- **Written problem**: Reproduce every one of the rows below word for word, leaving out the pictures.

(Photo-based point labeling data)
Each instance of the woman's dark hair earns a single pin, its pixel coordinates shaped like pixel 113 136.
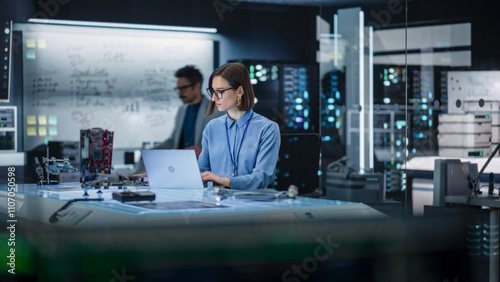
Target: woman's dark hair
pixel 236 75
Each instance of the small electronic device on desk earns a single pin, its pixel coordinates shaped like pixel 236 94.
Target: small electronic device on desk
pixel 96 152
pixel 53 171
pixel 129 196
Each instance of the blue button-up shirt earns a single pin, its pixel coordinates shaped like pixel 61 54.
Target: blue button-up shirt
pixel 256 160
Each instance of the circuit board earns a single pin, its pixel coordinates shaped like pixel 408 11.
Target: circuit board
pixel 96 152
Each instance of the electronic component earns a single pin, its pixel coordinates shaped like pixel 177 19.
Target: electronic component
pixel 96 150
pixel 134 196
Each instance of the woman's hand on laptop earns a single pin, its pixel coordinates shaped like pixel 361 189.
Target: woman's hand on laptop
pixel 209 176
pixel 138 175
pixel 197 150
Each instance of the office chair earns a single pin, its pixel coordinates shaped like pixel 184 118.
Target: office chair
pixel 298 163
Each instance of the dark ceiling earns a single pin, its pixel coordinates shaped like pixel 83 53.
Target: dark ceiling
pixel 318 3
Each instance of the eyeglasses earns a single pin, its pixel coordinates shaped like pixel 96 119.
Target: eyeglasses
pixel 218 93
pixel 180 88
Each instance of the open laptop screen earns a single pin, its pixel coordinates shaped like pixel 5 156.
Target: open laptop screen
pixel 172 168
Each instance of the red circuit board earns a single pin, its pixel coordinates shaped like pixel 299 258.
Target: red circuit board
pixel 96 152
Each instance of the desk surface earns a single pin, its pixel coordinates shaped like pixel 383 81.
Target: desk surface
pixel 172 207
pixel 427 163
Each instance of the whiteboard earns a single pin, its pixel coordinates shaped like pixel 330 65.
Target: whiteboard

- **Complete output**:
Each instance of the woman's dark hair earns a single pin, its pixel coordinates shaped like pixel 113 136.
Target: woman's dark hair
pixel 236 75
Each instance of the small electronic device on desk earns a single pin, its pixel coordinates shaped like pixel 236 94.
Target: small electronic device on desk
pixel 96 152
pixel 53 171
pixel 129 196
Each instance of the blue button-up shirt earns a single pin, its pixel coordinates shaped like pixel 61 54.
Target: blue button-up shirt
pixel 256 160
Each instance of the circuit board earns a single pin, its pixel coordinates shaped like pixel 408 11.
Target: circuit board
pixel 96 152
Each instance of the electronic component earns a single pin, its pixel coordinates shaped like pixel 177 19.
Target: electronic component
pixel 96 150
pixel 134 196
Each instance of the woman's hand on laptop earns a single pin, its pixel coordinates shaped like pixel 361 189.
Target: woman's hand on laptop
pixel 209 176
pixel 138 175
pixel 197 150
Each instance of the office chair earns a single pin, its pixel coordinates shaped like pixel 184 118.
Target: office chair
pixel 298 163
Each instance of the dark ceiling earns a single pin, its pixel coordinates shaped like pixel 83 53.
Target: dark ceiling
pixel 318 3
Each instance of the eyeglasses earns a single pin, its pixel coordinates shaped like pixel 96 119.
Target: eyeglasses
pixel 218 93
pixel 180 88
Each instance of the open laptop screen earns a single pin, its pixel coordinates shaped like pixel 5 156.
Target: open laptop screen
pixel 172 168
Each instance of the red circuit board earns a single pin, its pixel coordinates shaped like pixel 299 258.
Target: red circuit board
pixel 96 152
Each instance of the desk surface earns a single pin, its pixel coordinates shaped like pixel 383 81.
Target: desk surface
pixel 172 207
pixel 427 163
Each instance of the whiteboard earns a single pin, its pixel coordinates shaped like pixel 330 65.
Target: whiteboard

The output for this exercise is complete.